*Objectif de l'exercice:* Rédigez la suite de l'article sur Emmanuel Macron et l'ancien monde, en reprenant juste après sa dernière phrase.

Emmanuel Macron, un président de et pour l’ancien monde

Par Jean-Michel Servet

La différence de générations entre le président français, 40 ans, et les deux journalistes qui l’ont interpelé pendant plus de deux heures trente le 15 avril dernier, Jean-Jacques Bourdin, 69 ans, et Edwy Plenel, 65 ans, aurait pu laisser penser qu’Emmanuel Macron incarnerait la jeunesse et ses deux interviewers l’ancien monde. Il n’en a rien été. Non seulement parce que le président portait cravate et les deux journalistes pas ; parce que ceux-ci n’ont jamais désigné le chef de l’État par son titre protocolaire ; ou encore parce que les symboles des drapeaux français et européen avaient été relégués en fond de décor. La différence tient surtout à la vision du monde économique et social portée par le président Macron. La différence de génération d’un état civil importe peu en matière d’idées.

Certes Emmanuel Macron prétend être moderne. Grâce à ses incantations incessantes quant à sa volonté de « faire bouger les choses », de « changer les esprits » porté par un mouvement qui serait « en marche » et qu’ Edwy Plenel a suggéré de rebaptiser « en force » au vu notamment de la réaction contre les « colères » de cheminots, de retraités, de zadistes ou d’étudiants. En fait (et bien souvent sans véritables concertations et négociations parce son élection et celle des députés de la majorité présidentielle le légitimeraient et parce que ce serait une nécessité et un bien), sa promesse est d’adapter le pays au monde de la « liquidité » dans presque tous les domaines ; pourvu que ceux-ci n’affectent pas les intérêts des plus nantis, pour lesquels le président préfère par exemple désigner par un euphémisme technique leur « évasion fiscale » comme une « optimisation fiscale ». Un monde notamment d’insécurité croissante pour les salariés qui seraient réduits à l’état de kleenex que l’on (re)jette régulièrement sur le « marché du travail » en fonction de la situation conjoncturelle et des carnets de commande ; sans imaginer une responsabilisation des employés dans la gestion même de ce qui est, de fait mais pas en droit, « leur » outil de travail. Cette vision de l’entreprise est rétrograde. Ne serait-ce en l’occurrence par les entraves mises à la reprise par ses salariés d’une entreprise proposée à la vente pas son propriétaire.

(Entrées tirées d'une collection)
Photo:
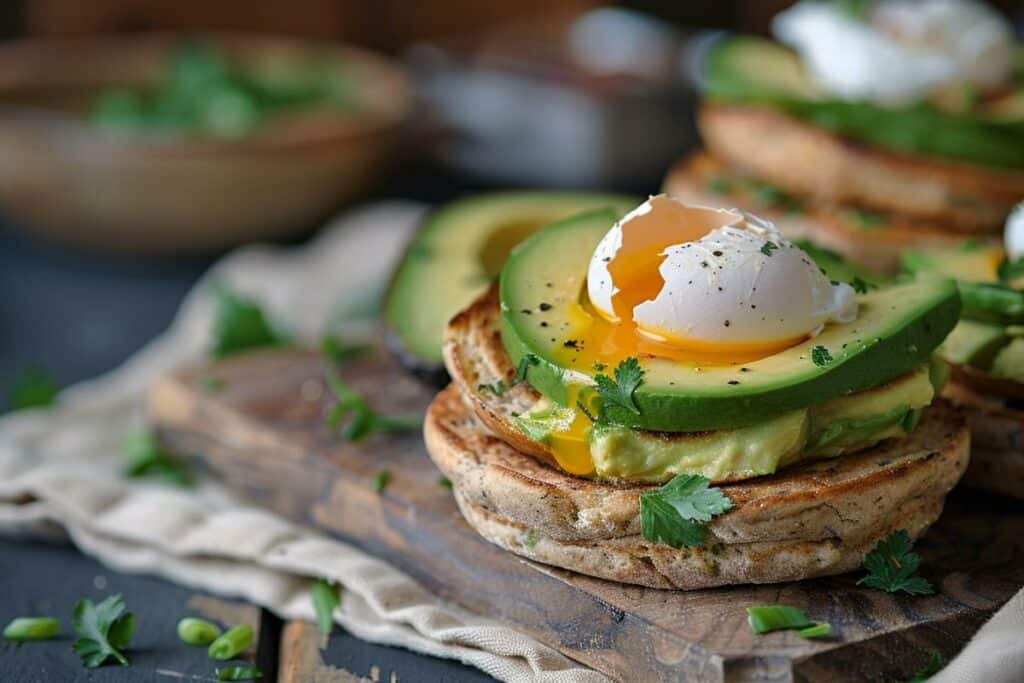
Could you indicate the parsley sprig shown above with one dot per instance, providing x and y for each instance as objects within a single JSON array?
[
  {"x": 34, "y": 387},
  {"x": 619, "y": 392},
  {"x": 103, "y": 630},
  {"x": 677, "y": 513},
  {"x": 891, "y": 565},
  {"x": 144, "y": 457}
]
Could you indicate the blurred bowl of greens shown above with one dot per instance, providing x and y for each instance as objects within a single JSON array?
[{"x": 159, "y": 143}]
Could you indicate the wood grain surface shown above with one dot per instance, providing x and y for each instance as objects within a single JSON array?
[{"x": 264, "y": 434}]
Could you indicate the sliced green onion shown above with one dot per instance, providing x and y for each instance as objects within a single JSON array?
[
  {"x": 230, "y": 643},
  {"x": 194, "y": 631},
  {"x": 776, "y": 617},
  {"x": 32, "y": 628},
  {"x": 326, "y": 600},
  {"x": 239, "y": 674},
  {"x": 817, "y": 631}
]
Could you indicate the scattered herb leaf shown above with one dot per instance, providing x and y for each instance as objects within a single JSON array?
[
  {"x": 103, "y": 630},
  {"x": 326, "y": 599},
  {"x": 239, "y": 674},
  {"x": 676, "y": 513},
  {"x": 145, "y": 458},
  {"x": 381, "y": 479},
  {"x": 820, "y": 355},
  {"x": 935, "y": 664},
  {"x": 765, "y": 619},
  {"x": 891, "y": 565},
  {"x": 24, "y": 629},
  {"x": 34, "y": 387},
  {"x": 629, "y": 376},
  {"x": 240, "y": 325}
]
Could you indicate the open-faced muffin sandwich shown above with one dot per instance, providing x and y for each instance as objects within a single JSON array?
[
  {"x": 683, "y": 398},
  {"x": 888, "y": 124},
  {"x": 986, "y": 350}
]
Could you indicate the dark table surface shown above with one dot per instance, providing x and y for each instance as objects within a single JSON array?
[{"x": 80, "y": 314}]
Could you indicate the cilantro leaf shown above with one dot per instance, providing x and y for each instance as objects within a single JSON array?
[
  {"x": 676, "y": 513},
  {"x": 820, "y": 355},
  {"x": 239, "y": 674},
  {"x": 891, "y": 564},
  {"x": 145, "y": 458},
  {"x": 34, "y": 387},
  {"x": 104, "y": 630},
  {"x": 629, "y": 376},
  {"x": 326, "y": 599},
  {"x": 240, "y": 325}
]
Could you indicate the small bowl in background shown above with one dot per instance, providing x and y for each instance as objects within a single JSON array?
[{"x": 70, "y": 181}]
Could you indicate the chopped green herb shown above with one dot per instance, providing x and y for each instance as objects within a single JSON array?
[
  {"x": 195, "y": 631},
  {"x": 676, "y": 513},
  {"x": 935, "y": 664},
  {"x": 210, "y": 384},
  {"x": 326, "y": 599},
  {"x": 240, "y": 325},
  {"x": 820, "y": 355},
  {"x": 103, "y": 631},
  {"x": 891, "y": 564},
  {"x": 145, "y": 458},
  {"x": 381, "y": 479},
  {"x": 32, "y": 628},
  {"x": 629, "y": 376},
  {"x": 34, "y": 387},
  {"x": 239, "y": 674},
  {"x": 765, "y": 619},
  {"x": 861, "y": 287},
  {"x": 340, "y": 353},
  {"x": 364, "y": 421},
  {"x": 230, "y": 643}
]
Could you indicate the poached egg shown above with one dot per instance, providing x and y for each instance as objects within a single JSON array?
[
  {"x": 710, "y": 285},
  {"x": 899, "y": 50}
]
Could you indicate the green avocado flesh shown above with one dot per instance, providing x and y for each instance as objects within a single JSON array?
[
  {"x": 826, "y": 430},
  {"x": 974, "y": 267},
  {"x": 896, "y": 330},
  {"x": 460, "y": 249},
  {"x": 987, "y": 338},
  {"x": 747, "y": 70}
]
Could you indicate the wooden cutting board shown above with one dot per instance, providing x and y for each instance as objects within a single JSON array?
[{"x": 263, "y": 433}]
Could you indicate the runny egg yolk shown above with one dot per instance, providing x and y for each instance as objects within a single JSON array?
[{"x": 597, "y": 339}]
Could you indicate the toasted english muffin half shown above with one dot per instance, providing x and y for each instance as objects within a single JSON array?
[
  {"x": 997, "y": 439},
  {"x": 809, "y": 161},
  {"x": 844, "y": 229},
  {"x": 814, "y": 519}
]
...
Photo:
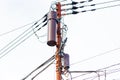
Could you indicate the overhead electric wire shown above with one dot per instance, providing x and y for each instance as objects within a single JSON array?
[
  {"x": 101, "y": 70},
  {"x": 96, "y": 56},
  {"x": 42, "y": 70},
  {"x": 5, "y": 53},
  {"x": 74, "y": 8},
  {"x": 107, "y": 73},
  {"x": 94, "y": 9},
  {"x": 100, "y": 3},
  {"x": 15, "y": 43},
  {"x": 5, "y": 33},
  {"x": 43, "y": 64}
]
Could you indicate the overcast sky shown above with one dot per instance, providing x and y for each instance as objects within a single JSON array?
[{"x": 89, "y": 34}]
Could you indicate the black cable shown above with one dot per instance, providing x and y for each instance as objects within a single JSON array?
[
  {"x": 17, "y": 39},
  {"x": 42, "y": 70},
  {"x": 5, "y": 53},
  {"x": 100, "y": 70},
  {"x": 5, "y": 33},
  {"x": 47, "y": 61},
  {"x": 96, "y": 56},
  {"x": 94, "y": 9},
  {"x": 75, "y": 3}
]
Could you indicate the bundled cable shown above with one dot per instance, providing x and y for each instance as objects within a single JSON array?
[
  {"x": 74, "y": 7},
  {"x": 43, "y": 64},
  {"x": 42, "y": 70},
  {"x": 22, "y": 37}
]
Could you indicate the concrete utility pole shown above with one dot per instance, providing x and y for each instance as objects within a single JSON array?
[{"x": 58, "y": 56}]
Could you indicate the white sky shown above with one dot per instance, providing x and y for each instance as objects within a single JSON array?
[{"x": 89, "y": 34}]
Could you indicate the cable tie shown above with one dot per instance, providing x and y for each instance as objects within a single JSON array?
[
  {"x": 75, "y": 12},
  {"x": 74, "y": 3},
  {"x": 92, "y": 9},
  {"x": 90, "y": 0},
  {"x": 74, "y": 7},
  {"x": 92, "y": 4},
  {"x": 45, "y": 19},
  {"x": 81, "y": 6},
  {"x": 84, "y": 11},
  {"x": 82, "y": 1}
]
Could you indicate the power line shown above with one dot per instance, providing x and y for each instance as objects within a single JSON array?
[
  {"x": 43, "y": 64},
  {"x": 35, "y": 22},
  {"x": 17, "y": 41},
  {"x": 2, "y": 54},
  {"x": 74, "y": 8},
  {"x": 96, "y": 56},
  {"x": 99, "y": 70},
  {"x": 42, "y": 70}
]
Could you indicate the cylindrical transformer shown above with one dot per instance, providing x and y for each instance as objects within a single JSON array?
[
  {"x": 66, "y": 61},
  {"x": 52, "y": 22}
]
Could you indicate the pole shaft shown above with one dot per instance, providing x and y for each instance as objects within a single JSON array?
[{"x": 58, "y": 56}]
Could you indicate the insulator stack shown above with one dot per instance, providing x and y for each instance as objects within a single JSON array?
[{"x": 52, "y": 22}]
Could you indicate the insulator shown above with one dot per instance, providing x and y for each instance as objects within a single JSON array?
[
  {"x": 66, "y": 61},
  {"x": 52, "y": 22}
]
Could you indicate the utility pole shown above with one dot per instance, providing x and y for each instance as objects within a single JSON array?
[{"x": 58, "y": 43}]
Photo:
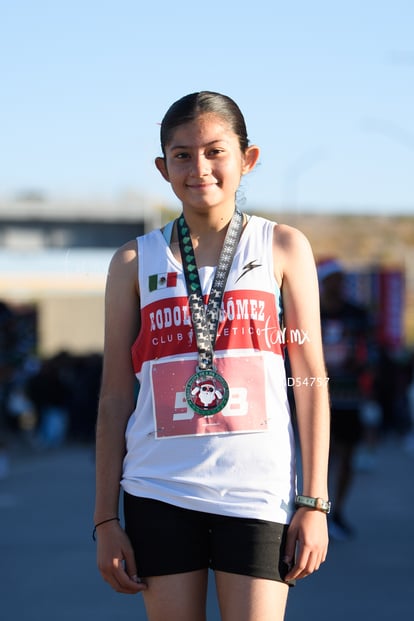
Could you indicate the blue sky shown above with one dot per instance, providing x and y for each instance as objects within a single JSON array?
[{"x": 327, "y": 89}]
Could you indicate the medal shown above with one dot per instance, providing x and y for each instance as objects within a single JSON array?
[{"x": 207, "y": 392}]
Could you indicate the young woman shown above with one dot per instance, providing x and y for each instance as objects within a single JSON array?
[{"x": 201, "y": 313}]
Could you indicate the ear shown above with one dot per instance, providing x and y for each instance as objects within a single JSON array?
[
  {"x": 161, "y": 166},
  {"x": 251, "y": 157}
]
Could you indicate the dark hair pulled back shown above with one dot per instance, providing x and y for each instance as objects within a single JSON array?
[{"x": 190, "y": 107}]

*Résultat attendu:*
Pourquoi cet énarque de la promotion Senghor (2002-2004), ancien inspecteur des finances devenu banquier d’affaires, réduit-il le travail à des flux analogues à ceux des capitaux ? D’où vient sa volonté de faire disparaître tout ce qui peut apparaître comme des entraves à la circulation, telles les spécificités de statuts particuliers, notamment en matière d’embauche, de conditions de travail et de retraite ? La vertu serait celle d’un grand marché du travail dans lequel les employés devraient par leur formation être de manière incessante rééduqués pour se conformer à l’état fluctuant de la demande et devenir le plus parfaitement possible substituables les uns aux autres.

Cette prétendue modernité n’est sans doute qu’une réaction à la formation fortement étatiste qu’Emmanuel Macron a reçue en économie en tant qu’élève de l’ENA. C’est du moins ce que l’on peut retirer de la relecture d’un rapport rédigé sur les enseignements et la formation à l’ENA publié en 2004 et commenté par Bernard Zimmern pour la fondation iFrap en 2004 (L’enseignement à l’ENA 1953-2003 [http://www.ifrap.org/fonction-publique-et-administration/lenseignement-lena-1953-2003]). Une promotion Senghor qui à sa sortie de l’École avait demandé une réforme des enseignements pour que les énarques soient préparés à un monde qui ressemble … à celui dont rêve Emmanuel Macron en tant que président et avec lui tous ceux et toutes celles nombreux dans son entourage qui appartiennent à cette promotion Senghor de l’ENA.

Rien d’étonnant donc que l’ancien énarque passé au privé pense les relations économiques essentiellement à travers l’opposition/complémentarité entre Marché et État et qu’il veuille introduire ou développer dans tous les domaines les principes de la concurrence, y compris au sein du domaine public, par exemple en changeant le « statut des fonctionnaires » ou en faisant des cheminots des salariés comme les autres au sein d’une entreprise qui, dit-il, resterait publique ; mais une entreprise qui serait soumise à la concurrence en matière de circulation sur les mêmes rails de trains appartenant à différentes sociétés. Cette complémentarité entre Marché et État n’a rien d’une idée neuve puisqu’on la trouve déjà dans la Richesse des Nations d’Adam Smith. Contrairement à beaucoup d’idées reçues à l’encontre de ce dernier, il affirmait que les grands canaux et les grandes routes devaient appartenir à l’État car ces infrastructures d’envergure ne pouvaient pas être soumises à la concurrence d’autres voies. Celui que l’on désigne comme le père de l’économie politique, a aussi fortement critiqué la gestion du Bengale par la Compagnie des Indes, une société à capitaux privés. Il a dénoncé la surexploitation du pays et la famine même qui en a résulté. Faut-il rappeler que le néo-classique Léon Walras (1834-1910) était favorable à la nationalisation des chemins de fer et même des terres… pour que la concurrence puisse s’exercer par ailleurs.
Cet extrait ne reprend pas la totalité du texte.